PROBLEM DETAILS> Write out, word for word, every line from the one containing "point: grill |" through the last line of the records below, both ends included.

DATA LINES>

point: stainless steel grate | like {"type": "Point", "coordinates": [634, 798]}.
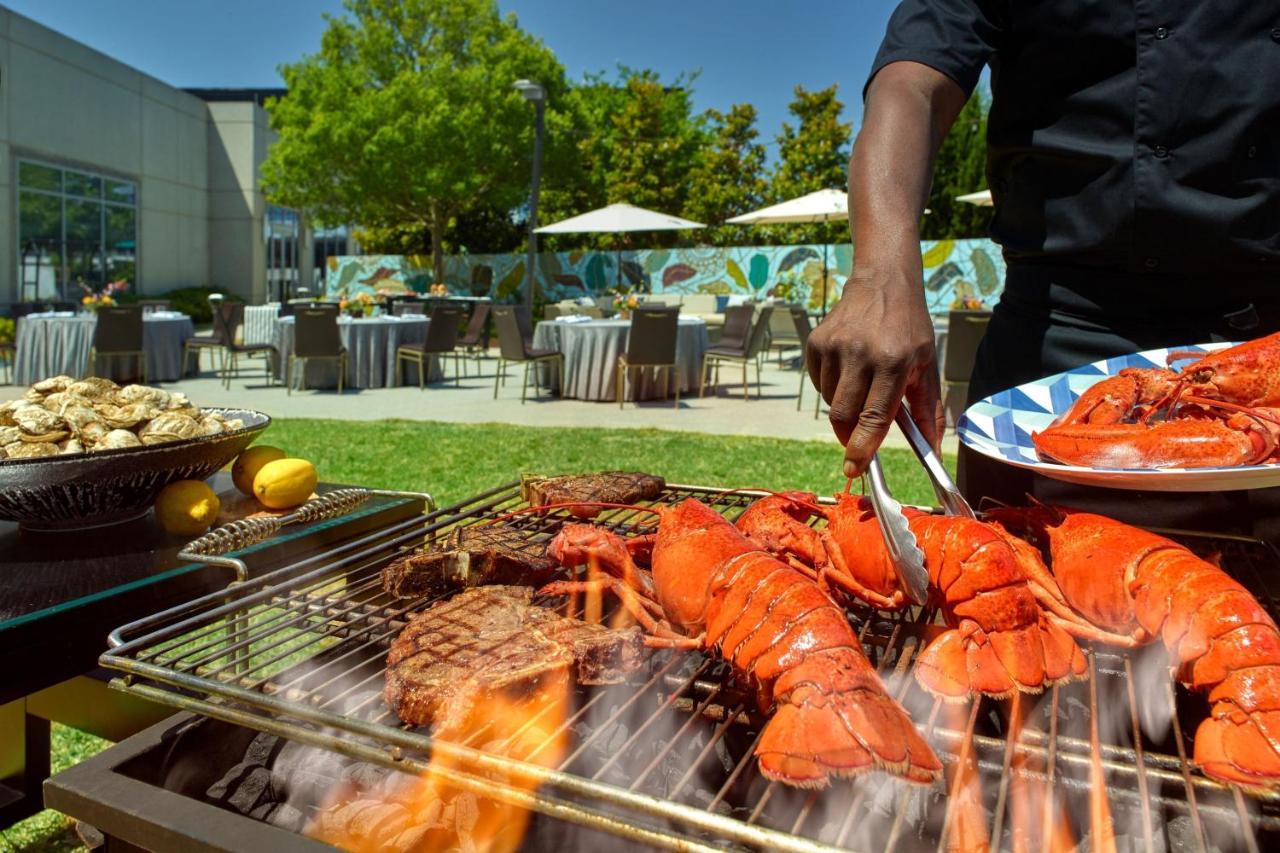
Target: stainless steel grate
{"type": "Point", "coordinates": [666, 758]}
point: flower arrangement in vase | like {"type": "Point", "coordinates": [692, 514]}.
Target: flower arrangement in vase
{"type": "Point", "coordinates": [94, 300]}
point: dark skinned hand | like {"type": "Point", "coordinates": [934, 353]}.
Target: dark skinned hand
{"type": "Point", "coordinates": [874, 349]}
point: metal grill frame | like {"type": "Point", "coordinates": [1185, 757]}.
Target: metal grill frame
{"type": "Point", "coordinates": [307, 594]}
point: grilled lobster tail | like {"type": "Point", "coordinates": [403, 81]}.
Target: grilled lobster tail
{"type": "Point", "coordinates": [1220, 639]}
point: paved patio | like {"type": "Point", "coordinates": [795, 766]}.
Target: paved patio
{"type": "Point", "coordinates": [726, 414]}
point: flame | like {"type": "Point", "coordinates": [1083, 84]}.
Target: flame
{"type": "Point", "coordinates": [434, 812]}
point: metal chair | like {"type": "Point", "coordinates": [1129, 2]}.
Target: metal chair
{"type": "Point", "coordinates": [442, 338]}
{"type": "Point", "coordinates": [118, 334]}
{"type": "Point", "coordinates": [745, 354]}
{"type": "Point", "coordinates": [965, 331]}
{"type": "Point", "coordinates": [315, 338]}
{"type": "Point", "coordinates": [228, 320]}
{"type": "Point", "coordinates": [650, 343]}
{"type": "Point", "coordinates": [512, 346]}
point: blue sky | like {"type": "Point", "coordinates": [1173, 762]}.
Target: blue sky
{"type": "Point", "coordinates": [748, 50]}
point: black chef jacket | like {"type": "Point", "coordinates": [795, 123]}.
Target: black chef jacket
{"type": "Point", "coordinates": [1139, 136]}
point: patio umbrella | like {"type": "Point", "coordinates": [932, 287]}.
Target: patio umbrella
{"type": "Point", "coordinates": [615, 219]}
{"type": "Point", "coordinates": [982, 197]}
{"type": "Point", "coordinates": [824, 205]}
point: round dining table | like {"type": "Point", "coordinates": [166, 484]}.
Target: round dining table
{"type": "Point", "coordinates": [592, 351]}
{"type": "Point", "coordinates": [371, 343]}
{"type": "Point", "coordinates": [58, 343]}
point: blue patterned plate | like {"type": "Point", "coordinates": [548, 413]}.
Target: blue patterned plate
{"type": "Point", "coordinates": [1001, 427]}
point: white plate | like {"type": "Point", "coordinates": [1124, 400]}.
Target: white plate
{"type": "Point", "coordinates": [1001, 427]}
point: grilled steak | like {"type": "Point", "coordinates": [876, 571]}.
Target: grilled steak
{"type": "Point", "coordinates": [606, 487]}
{"type": "Point", "coordinates": [489, 639]}
{"type": "Point", "coordinates": [470, 556]}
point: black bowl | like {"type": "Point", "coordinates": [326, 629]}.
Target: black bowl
{"type": "Point", "coordinates": [106, 487]}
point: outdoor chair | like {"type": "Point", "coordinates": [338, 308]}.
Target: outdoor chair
{"type": "Point", "coordinates": [315, 338]}
{"type": "Point", "coordinates": [650, 343]}
{"type": "Point", "coordinates": [512, 346]}
{"type": "Point", "coordinates": [118, 334]}
{"type": "Point", "coordinates": [475, 340]}
{"type": "Point", "coordinates": [744, 354]}
{"type": "Point", "coordinates": [965, 331]}
{"type": "Point", "coordinates": [442, 338]}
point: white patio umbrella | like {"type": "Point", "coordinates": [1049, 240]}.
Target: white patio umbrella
{"type": "Point", "coordinates": [823, 205]}
{"type": "Point", "coordinates": [616, 219]}
{"type": "Point", "coordinates": [982, 197]}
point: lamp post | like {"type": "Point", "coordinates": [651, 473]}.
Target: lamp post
{"type": "Point", "coordinates": [535, 94]}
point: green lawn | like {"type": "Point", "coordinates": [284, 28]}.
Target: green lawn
{"type": "Point", "coordinates": [453, 461]}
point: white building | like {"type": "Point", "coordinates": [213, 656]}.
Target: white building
{"type": "Point", "coordinates": [106, 173]}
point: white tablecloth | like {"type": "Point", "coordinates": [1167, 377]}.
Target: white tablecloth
{"type": "Point", "coordinates": [371, 343]}
{"type": "Point", "coordinates": [592, 357]}
{"type": "Point", "coordinates": [51, 345]}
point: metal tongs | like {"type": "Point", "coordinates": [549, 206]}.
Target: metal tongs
{"type": "Point", "coordinates": [903, 547]}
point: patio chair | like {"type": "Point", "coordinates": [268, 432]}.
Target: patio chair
{"type": "Point", "coordinates": [650, 343]}
{"type": "Point", "coordinates": [512, 346]}
{"type": "Point", "coordinates": [475, 340]}
{"type": "Point", "coordinates": [965, 331]}
{"type": "Point", "coordinates": [315, 338]}
{"type": "Point", "coordinates": [442, 338]}
{"type": "Point", "coordinates": [118, 334]}
{"type": "Point", "coordinates": [745, 354]}
{"type": "Point", "coordinates": [228, 322]}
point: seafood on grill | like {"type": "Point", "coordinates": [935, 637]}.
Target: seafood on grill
{"type": "Point", "coordinates": [1219, 411]}
{"type": "Point", "coordinates": [1124, 585]}
{"type": "Point", "coordinates": [713, 588]}
{"type": "Point", "coordinates": [60, 416]}
{"type": "Point", "coordinates": [999, 638]}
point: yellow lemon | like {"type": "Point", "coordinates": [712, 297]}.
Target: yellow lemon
{"type": "Point", "coordinates": [187, 507]}
{"type": "Point", "coordinates": [248, 464]}
{"type": "Point", "coordinates": [284, 483]}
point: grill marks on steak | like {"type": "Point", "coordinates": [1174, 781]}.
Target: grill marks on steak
{"type": "Point", "coordinates": [493, 639]}
{"type": "Point", "coordinates": [470, 556]}
{"type": "Point", "coordinates": [606, 487]}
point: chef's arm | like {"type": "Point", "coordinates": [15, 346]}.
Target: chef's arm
{"type": "Point", "coordinates": [877, 343]}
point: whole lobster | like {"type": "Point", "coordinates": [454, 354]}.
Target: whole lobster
{"type": "Point", "coordinates": [1217, 411]}
{"type": "Point", "coordinates": [1125, 587]}
{"type": "Point", "coordinates": [999, 639]}
{"type": "Point", "coordinates": [713, 588]}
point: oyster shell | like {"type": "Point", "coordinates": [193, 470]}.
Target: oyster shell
{"type": "Point", "coordinates": [118, 438]}
{"type": "Point", "coordinates": [169, 427]}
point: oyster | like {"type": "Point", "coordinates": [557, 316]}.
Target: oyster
{"type": "Point", "coordinates": [169, 427]}
{"type": "Point", "coordinates": [30, 450]}
{"type": "Point", "coordinates": [118, 438]}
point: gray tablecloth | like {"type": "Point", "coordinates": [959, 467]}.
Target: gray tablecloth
{"type": "Point", "coordinates": [371, 343]}
{"type": "Point", "coordinates": [592, 357]}
{"type": "Point", "coordinates": [50, 346]}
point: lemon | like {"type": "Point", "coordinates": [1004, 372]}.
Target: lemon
{"type": "Point", "coordinates": [284, 483]}
{"type": "Point", "coordinates": [187, 507]}
{"type": "Point", "coordinates": [248, 464]}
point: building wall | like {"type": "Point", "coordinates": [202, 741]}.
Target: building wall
{"type": "Point", "coordinates": [68, 104]}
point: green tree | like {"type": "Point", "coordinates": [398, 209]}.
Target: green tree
{"type": "Point", "coordinates": [406, 117]}
{"type": "Point", "coordinates": [728, 177]}
{"type": "Point", "coordinates": [812, 155]}
{"type": "Point", "coordinates": [960, 168]}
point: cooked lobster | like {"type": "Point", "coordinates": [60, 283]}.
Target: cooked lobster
{"type": "Point", "coordinates": [714, 588]}
{"type": "Point", "coordinates": [999, 639]}
{"type": "Point", "coordinates": [1217, 411]}
{"type": "Point", "coordinates": [1124, 585]}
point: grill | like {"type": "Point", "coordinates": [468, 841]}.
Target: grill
{"type": "Point", "coordinates": [666, 758]}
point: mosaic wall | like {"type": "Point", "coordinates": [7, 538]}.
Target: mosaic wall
{"type": "Point", "coordinates": [954, 270]}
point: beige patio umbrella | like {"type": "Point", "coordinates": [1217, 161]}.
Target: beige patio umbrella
{"type": "Point", "coordinates": [823, 205]}
{"type": "Point", "coordinates": [616, 219]}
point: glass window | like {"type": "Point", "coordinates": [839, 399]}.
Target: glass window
{"type": "Point", "coordinates": [40, 177]}
{"type": "Point", "coordinates": [68, 235]}
{"type": "Point", "coordinates": [83, 185]}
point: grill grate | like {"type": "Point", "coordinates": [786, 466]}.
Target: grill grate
{"type": "Point", "coordinates": [666, 757]}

TASK RESPONSE>
point: grill | like {"type": "Point", "coordinates": [468, 841]}.
Target: grill
{"type": "Point", "coordinates": [666, 758]}
point: mosaic wall | like {"type": "Point", "coordinates": [7, 538]}.
Target: mosaic wall
{"type": "Point", "coordinates": [954, 270]}
point: beige patio umbrella | like {"type": "Point", "coordinates": [1217, 161]}.
Target: beige patio umbrella
{"type": "Point", "coordinates": [823, 205]}
{"type": "Point", "coordinates": [616, 219]}
point: glass window | like {"type": "Point", "coordinates": [839, 399]}.
Target: glass window
{"type": "Point", "coordinates": [40, 177]}
{"type": "Point", "coordinates": [68, 235]}
{"type": "Point", "coordinates": [83, 185]}
point: grill grate | like {"type": "Point", "coordinates": [786, 466]}.
Target: grill grate
{"type": "Point", "coordinates": [666, 757]}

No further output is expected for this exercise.